** Your assignment **
For the word "black", count the lines of the records that hold it, and give only that number.

** Records for the task follows **

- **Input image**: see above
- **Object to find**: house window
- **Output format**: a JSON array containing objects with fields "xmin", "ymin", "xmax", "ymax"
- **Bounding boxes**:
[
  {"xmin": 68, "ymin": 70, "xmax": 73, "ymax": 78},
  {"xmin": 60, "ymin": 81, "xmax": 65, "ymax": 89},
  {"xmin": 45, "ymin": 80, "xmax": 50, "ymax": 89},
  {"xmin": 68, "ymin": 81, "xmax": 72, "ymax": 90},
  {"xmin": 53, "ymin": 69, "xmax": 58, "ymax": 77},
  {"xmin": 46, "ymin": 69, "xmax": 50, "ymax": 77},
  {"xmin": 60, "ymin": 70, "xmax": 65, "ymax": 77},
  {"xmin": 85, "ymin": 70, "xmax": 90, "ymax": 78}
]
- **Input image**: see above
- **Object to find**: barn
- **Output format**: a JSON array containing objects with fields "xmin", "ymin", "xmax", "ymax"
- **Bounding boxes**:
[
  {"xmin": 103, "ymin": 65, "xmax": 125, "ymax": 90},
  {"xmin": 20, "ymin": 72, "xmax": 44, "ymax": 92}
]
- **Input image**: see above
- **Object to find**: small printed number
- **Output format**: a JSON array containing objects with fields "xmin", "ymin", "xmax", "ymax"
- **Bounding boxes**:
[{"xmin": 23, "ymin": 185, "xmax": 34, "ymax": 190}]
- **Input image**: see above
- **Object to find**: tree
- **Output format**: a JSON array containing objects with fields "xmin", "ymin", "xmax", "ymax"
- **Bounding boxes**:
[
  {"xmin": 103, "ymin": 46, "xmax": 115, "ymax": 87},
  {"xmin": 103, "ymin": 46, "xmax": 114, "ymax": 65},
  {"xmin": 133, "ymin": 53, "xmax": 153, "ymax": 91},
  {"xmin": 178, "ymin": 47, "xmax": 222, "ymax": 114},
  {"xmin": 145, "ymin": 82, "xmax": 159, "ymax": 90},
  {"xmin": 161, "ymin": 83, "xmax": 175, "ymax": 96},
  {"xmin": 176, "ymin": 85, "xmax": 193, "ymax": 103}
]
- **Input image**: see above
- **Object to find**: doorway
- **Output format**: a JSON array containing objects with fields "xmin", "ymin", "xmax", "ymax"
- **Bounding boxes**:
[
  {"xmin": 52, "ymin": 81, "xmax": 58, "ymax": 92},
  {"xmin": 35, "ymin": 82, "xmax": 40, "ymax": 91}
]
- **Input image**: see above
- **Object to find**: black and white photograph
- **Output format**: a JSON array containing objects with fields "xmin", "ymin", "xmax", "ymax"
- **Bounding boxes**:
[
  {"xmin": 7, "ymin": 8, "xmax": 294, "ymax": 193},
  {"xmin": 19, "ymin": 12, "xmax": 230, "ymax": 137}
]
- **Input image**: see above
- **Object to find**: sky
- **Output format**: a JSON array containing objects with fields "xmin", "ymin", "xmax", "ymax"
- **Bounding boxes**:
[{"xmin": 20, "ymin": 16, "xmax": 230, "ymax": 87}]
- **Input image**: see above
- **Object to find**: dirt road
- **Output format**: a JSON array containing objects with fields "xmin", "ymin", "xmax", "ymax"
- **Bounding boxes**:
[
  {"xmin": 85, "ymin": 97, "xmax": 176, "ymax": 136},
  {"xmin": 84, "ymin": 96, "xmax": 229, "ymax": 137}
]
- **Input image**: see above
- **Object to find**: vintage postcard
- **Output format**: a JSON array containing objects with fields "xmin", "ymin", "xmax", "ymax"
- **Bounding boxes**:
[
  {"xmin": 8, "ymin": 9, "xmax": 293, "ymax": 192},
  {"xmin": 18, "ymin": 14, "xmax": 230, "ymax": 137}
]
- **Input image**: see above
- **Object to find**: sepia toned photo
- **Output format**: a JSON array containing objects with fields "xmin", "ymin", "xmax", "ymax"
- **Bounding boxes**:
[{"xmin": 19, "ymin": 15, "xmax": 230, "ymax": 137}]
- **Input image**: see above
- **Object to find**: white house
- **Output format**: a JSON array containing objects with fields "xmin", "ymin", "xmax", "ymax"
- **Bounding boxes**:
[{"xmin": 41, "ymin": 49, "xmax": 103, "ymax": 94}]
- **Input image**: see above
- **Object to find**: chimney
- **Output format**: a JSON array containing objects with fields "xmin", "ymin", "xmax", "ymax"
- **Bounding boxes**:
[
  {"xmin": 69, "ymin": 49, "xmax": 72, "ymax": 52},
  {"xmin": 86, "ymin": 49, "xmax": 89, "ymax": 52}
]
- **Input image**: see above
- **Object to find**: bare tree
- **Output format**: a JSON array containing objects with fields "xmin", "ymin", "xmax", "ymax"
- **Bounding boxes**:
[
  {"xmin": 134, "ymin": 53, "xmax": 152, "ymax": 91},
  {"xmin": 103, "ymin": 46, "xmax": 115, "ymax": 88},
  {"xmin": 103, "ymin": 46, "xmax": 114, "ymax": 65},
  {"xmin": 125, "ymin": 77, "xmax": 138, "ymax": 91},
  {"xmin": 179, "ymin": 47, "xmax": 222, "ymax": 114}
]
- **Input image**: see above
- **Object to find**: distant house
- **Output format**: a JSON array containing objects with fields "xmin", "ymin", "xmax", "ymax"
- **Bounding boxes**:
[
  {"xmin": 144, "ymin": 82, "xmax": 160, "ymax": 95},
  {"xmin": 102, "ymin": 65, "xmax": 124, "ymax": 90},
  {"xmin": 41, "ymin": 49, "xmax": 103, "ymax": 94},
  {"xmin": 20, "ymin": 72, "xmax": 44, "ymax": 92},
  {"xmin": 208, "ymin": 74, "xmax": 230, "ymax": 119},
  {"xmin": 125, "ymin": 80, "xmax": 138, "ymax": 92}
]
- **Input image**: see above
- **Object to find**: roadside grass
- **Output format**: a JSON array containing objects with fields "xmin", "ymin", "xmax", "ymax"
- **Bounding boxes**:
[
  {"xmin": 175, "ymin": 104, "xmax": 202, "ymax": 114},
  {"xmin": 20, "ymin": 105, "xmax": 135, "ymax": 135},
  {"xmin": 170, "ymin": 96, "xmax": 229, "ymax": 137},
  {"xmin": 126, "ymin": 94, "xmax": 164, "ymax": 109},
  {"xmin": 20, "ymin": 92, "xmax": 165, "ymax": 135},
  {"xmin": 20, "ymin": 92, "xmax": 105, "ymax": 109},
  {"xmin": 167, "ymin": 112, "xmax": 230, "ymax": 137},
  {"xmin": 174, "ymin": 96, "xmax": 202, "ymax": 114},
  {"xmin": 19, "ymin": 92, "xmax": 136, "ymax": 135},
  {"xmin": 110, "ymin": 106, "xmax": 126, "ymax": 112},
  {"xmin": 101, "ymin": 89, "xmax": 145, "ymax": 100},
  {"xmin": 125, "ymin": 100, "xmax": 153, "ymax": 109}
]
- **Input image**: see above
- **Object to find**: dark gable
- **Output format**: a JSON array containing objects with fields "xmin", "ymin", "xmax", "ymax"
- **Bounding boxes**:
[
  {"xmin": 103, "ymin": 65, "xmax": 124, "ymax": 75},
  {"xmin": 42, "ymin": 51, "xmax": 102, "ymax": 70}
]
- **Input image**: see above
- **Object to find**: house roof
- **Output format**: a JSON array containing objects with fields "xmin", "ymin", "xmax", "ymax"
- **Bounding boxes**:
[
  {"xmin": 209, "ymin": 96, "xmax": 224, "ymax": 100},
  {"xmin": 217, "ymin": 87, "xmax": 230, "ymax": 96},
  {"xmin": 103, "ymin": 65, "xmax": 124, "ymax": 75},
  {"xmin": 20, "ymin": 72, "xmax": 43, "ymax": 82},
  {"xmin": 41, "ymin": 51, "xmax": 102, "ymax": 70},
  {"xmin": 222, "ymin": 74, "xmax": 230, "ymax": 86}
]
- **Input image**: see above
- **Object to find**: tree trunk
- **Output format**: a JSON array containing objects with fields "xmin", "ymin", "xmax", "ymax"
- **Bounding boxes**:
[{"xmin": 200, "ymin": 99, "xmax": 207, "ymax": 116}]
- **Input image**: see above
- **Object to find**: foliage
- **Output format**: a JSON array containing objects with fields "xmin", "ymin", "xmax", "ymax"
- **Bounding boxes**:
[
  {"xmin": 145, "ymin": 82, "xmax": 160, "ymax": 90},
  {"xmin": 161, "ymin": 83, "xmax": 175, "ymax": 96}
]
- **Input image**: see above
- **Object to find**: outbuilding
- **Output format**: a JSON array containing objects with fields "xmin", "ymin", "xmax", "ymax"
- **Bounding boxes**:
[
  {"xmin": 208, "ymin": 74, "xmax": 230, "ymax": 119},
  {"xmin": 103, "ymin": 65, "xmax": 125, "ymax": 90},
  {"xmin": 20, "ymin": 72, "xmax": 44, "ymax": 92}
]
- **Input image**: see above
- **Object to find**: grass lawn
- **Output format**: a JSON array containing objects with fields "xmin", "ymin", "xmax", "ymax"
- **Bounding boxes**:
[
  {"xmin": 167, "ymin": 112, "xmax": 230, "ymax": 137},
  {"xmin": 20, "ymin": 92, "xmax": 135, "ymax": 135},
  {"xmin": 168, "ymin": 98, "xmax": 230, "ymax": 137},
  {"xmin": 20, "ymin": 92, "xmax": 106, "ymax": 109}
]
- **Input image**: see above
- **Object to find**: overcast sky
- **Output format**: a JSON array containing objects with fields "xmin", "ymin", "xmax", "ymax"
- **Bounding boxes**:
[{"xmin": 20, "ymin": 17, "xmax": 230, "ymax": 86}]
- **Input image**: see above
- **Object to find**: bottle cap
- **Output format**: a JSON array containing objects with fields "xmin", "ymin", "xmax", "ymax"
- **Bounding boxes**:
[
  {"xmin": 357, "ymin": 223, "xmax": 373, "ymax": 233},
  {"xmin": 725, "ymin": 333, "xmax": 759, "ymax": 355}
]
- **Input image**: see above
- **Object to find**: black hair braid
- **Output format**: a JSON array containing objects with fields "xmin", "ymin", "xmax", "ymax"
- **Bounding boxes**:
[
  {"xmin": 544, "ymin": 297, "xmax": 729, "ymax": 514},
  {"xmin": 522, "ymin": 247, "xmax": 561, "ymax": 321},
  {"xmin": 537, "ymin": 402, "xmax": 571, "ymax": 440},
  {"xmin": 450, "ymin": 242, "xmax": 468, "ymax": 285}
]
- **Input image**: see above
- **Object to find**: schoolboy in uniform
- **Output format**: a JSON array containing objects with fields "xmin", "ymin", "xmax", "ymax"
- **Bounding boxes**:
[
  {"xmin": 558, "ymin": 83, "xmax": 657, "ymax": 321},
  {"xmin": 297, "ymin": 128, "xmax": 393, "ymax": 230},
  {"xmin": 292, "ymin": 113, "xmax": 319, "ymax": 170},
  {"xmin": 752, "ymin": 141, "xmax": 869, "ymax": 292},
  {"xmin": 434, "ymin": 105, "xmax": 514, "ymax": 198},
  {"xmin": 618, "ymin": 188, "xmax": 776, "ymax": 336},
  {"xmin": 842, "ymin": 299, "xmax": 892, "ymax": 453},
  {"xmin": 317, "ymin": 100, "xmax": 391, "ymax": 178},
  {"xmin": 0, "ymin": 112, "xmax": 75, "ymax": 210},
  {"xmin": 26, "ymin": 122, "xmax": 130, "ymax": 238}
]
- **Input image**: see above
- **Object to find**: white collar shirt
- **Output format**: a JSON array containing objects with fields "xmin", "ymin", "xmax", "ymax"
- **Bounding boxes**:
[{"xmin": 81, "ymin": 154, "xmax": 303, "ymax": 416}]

** End of Records for the task **

** Answer to the exercise **
2